Gut Microbiota Predicts the Risk of Future COVID-19 Hospitalization and Mortality: Insights From the Population-Based HELIUS Study
Robert F J Kullberg, Brent Appelman, Henrike Galenkamp, Maria Prins, Bert-Jan van den Born, Max Nieuwdorp, Bastiaan W Haak, W Joost Wiersinga

TL;DR
This study shows that gut bacteria, especially those producing butyrate, can predict the risk of severe COVID-19 outcomes like hospitalization or death.
Contribution
The study demonstrates that gut microbiota composition before infection can influence future severe COVID-19 risk.
Findings
Baseline gut microbiota composition is associated with future severe COVID-19 risk.
Higher levels of butyrate-producing bacteria are linked to lower risk of severe outcomes.
Microbiota alterations precede severe disease and may serve as a prevention target.

..........

### TASK TO COMPLETE:
In the study summary, which kind of gut bacteria is linked to a lower risk of severe COVID-19 outcomes?

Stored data
..........

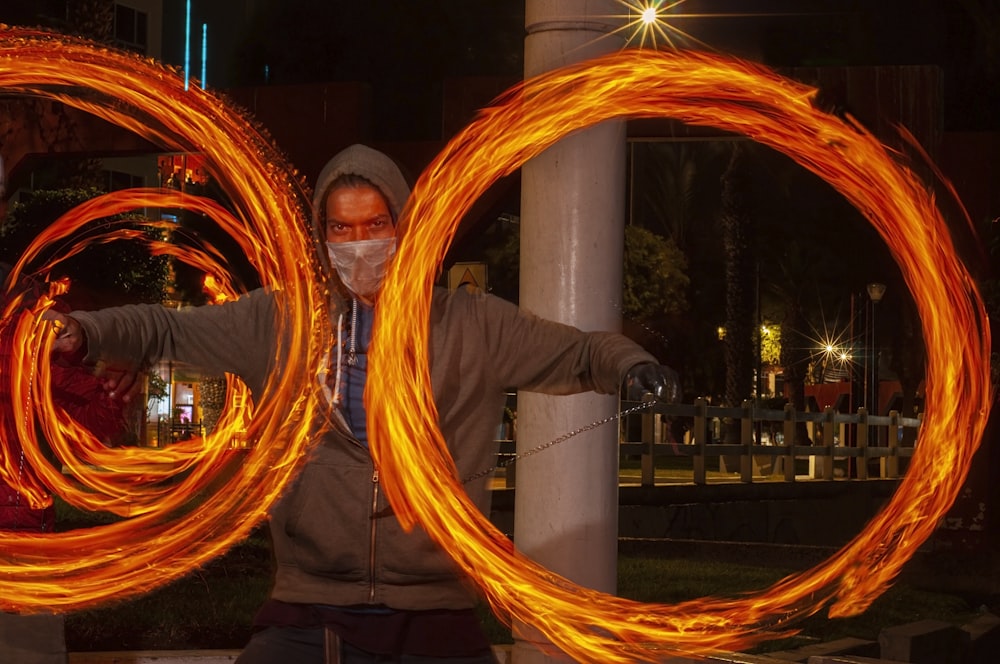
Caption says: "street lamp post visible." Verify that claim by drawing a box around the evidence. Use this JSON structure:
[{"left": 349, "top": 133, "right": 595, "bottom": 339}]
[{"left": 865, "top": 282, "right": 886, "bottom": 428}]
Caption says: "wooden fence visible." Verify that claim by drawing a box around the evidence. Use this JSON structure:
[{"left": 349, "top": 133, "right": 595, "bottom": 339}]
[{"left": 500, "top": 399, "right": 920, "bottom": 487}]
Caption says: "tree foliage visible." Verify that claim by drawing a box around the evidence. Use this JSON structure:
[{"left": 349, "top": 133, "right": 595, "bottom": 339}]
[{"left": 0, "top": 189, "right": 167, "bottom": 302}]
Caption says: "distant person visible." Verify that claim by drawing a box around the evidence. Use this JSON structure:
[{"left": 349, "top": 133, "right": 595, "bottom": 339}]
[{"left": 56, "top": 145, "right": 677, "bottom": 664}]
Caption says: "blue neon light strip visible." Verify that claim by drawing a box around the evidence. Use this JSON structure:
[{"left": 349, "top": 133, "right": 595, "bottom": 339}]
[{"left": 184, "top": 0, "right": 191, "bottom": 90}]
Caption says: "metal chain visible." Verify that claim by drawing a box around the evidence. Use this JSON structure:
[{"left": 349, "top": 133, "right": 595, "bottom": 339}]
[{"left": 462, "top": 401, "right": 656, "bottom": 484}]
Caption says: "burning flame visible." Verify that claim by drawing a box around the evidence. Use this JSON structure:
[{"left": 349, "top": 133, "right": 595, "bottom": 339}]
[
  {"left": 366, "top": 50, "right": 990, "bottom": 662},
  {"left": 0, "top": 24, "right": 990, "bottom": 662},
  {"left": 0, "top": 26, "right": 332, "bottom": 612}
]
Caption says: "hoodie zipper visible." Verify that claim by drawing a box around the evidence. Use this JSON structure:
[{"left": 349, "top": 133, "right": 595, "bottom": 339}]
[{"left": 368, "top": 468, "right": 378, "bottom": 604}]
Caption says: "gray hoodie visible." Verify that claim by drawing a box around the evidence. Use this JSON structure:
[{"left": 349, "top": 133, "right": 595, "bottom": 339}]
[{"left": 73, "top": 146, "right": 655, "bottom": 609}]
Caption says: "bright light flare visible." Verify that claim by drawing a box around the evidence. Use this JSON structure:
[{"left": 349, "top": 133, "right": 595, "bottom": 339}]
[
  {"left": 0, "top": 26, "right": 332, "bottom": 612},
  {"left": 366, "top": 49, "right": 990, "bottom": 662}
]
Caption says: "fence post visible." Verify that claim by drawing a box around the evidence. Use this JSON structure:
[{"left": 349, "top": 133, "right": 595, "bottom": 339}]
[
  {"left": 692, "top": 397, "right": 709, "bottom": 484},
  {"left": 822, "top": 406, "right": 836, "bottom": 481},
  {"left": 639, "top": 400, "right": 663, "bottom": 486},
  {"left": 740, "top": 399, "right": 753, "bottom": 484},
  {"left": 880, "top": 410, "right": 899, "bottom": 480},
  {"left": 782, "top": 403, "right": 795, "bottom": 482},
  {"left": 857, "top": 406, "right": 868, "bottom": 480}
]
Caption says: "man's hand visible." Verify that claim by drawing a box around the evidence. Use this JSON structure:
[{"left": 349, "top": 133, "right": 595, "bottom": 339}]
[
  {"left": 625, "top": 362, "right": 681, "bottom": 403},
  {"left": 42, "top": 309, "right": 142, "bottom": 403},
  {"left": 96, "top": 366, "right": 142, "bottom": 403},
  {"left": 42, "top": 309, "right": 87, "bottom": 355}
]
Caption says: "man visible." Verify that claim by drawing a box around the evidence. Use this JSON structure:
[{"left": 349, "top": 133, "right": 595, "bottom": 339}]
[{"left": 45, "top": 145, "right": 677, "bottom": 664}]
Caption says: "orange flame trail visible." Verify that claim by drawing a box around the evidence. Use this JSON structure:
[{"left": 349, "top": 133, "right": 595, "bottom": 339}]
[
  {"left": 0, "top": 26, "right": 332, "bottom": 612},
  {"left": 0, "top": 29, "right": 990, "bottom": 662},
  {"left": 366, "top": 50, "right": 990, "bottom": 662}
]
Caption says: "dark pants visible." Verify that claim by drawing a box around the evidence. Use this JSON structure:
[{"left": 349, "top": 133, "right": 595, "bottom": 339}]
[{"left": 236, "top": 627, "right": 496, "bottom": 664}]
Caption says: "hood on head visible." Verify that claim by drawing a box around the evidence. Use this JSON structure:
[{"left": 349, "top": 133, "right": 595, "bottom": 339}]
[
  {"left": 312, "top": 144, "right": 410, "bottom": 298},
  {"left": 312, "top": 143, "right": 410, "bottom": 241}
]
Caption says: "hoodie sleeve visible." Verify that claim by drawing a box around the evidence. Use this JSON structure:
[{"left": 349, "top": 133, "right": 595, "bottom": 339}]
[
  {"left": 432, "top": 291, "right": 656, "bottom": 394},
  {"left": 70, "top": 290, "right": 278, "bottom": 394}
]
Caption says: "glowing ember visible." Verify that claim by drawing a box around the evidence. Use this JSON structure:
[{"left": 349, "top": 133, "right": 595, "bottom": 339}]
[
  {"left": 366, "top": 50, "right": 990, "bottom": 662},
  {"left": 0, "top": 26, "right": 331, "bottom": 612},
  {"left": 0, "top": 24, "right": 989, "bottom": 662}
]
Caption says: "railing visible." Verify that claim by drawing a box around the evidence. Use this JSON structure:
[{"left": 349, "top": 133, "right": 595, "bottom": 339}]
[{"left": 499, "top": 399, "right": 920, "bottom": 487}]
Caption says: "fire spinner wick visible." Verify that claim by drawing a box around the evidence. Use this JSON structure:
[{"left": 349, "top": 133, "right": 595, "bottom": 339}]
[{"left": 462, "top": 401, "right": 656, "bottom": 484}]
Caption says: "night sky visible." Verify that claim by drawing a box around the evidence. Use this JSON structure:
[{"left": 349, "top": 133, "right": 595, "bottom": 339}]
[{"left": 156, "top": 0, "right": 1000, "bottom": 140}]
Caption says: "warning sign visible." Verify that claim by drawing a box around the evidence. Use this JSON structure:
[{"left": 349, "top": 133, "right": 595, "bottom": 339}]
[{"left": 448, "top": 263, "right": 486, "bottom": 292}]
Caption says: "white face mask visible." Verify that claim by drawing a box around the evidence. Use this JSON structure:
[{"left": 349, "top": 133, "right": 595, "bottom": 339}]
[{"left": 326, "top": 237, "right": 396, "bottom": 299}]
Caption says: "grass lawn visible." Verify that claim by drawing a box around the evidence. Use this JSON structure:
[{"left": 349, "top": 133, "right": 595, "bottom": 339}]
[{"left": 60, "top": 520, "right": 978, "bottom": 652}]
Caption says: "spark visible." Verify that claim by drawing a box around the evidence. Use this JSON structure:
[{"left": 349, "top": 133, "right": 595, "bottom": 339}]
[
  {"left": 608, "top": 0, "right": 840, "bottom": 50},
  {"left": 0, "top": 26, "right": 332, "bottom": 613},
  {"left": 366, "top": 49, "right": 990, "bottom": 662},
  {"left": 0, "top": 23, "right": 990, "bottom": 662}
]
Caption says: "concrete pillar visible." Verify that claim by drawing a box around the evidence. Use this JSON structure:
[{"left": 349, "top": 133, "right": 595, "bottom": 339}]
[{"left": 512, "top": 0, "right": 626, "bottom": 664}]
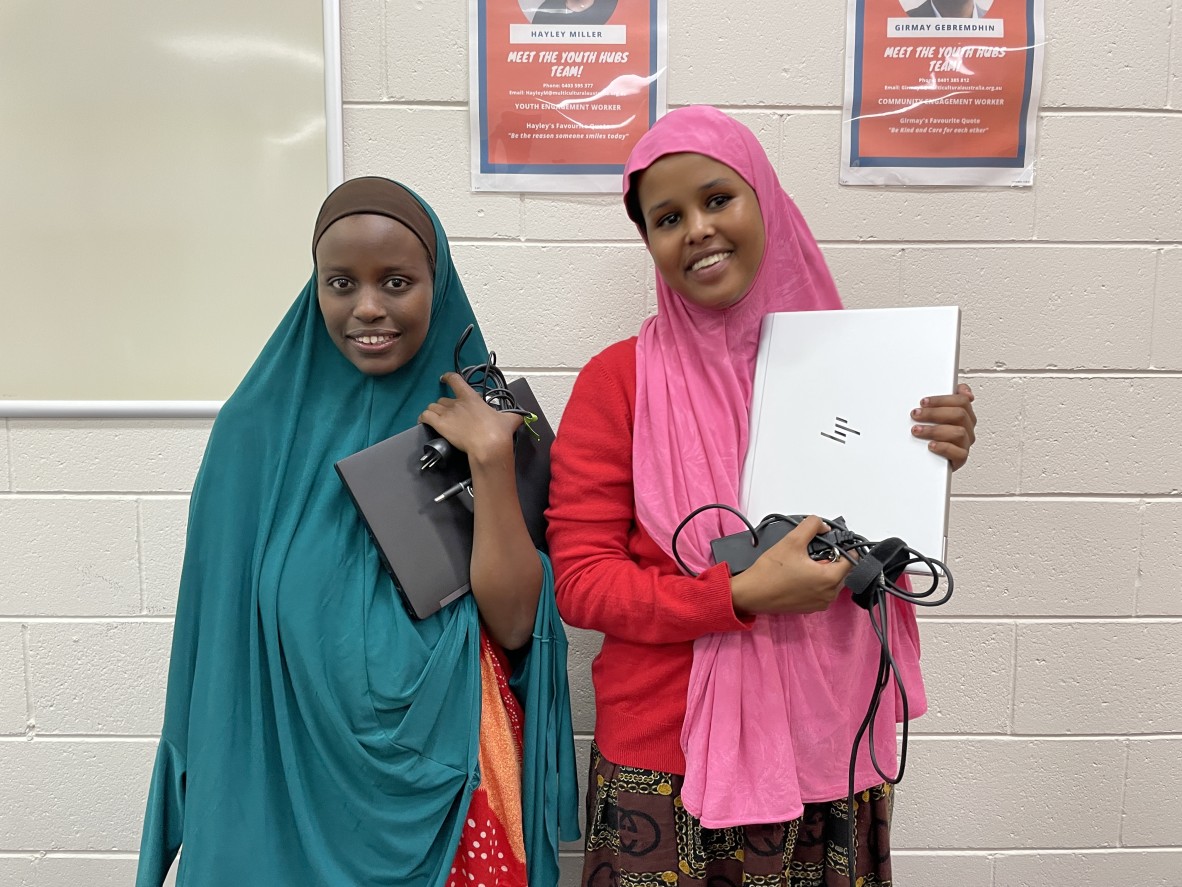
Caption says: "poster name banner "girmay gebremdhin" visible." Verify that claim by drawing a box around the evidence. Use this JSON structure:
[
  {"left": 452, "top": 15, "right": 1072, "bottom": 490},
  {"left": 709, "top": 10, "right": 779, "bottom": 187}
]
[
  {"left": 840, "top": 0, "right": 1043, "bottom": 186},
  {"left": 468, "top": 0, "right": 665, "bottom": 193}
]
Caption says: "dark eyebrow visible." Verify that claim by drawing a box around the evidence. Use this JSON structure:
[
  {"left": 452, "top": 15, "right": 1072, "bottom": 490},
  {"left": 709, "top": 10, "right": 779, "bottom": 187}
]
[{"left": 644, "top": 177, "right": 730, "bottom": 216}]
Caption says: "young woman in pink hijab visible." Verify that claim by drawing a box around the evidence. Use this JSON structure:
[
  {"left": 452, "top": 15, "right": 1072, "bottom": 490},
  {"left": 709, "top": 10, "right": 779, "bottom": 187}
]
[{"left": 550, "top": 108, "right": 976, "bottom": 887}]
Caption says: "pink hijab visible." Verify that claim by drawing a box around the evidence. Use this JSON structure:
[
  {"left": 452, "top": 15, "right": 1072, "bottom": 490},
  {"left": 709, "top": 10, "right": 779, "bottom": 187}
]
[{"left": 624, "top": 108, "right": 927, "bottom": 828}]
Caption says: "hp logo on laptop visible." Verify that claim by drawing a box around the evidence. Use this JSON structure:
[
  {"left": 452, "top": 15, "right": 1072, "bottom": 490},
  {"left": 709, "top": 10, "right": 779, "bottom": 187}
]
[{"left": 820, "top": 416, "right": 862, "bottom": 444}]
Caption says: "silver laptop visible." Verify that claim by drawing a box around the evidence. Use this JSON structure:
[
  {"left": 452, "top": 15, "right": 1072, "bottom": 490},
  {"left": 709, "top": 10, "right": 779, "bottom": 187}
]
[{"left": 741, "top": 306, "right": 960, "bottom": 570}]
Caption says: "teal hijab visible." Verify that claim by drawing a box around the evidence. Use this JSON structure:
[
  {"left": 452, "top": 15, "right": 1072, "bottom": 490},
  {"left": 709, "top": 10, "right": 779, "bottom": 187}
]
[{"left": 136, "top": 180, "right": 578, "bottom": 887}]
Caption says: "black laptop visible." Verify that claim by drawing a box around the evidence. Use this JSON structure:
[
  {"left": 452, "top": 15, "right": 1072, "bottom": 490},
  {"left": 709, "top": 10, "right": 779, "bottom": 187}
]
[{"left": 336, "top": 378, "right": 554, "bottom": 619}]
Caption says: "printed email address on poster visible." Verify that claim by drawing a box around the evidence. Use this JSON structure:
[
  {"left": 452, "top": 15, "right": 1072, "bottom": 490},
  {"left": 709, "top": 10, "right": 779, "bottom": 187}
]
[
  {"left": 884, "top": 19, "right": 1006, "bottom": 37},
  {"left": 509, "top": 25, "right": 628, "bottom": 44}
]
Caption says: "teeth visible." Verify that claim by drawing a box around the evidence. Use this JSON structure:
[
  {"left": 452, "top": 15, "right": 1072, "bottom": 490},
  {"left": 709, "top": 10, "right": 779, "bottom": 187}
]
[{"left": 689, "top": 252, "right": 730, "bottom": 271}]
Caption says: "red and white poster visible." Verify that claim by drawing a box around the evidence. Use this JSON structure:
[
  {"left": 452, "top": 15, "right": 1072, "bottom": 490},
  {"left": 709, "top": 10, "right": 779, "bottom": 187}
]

..........

### RESULT FOR THIS EXERCISE:
Butyrate-producing bacteria.